● Things to do
1. In the Amtrak station passage, who gets to skip to the head of the ticket line?
2. Decide whether each statement agrees with the Amtrak station passage, and quote the words that decide it: (a) The writer bought a bag of Fritos in Columbus. (b) The man said he was going to Ohio. (c) The concert that night was a Lil' Wayne concert.
3. From the Amtrak station passage, retype the stretch that begins at the words "Here at the" and stops after "as it were.".

● Page
* * * *

Here at the train station, Amtrak has an intriguing system-wide policy: uniformed military gets to skip to the head of the ticket line. For some reason, at three in the morning, this is the most bizarrely unfair policy I have yet heard. I respect and support our troops as much as any red-blooded American might. Joining the military is an act to be respected, certainly, but it is far from pure selflessness. There is danger, certainly, and hardship. Still, the military, as we know it in this country today, is an organization one voluntarily commits oneself to—a job, as it were.
A couple hours ago, in Columbus, I bought a bag of Fritos for a man who said he was going to West Virginia. He cornered me outside the bus station. A black man with a crop of graying hair, he smiled and assured me that he wouldn’t shoot. He was a practiced panhandler, opening soft and finishing hard, asking me about what was going on around town—he’d seen crowds, congregating outside hotels and in front of bars. I told him that there was a Lil’ Wayne concert tonight at an arena somewhere. His eyes lit up and he smiled a little bit.

* * * *

● Dataset entries
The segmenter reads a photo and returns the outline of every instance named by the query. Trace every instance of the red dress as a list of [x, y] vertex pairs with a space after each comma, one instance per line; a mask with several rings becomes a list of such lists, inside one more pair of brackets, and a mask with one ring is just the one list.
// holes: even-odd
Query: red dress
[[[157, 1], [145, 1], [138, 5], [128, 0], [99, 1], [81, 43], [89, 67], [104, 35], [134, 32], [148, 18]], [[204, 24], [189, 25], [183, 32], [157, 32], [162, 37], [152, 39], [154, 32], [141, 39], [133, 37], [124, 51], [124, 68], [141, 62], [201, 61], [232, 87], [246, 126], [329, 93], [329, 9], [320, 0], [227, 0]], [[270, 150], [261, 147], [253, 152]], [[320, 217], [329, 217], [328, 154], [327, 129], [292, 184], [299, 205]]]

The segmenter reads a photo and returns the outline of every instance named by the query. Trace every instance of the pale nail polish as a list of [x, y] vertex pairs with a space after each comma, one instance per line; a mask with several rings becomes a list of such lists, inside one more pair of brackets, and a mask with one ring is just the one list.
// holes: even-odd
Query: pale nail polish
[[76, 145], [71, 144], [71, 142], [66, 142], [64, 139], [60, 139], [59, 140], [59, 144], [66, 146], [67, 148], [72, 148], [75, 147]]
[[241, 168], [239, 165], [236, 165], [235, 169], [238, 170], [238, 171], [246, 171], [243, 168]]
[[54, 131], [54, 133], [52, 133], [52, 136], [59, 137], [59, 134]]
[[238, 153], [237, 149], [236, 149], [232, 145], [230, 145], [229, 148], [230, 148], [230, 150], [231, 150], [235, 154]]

* * * *

● Problem solutions
1. Uniformed military.

2.
(a) Yes: "in Columbus, I bought a bag of Fritos for a man"
(b) No: "said he was going to West Virginia"
(c) Yes: "there was a Lil’ Wayne concert tonight at an arena somewhere"

3.
Here at the train station, Amtrak has an intriguing system-wide policy: uniformed military gets to skip to the head of the ticket line. For some reason, at three in the morning, this is the most bizarrely unfair policy I have yet heard. I respect and support our troops as much as any red-blooded American might. Joining the military is an act to be respected, certainly, but it is far from pure selflessness. There is danger, certainly, and hardship. Still, the military, as we know it in this country today, is an organization one voluntarily commits oneself to—a job, as it were.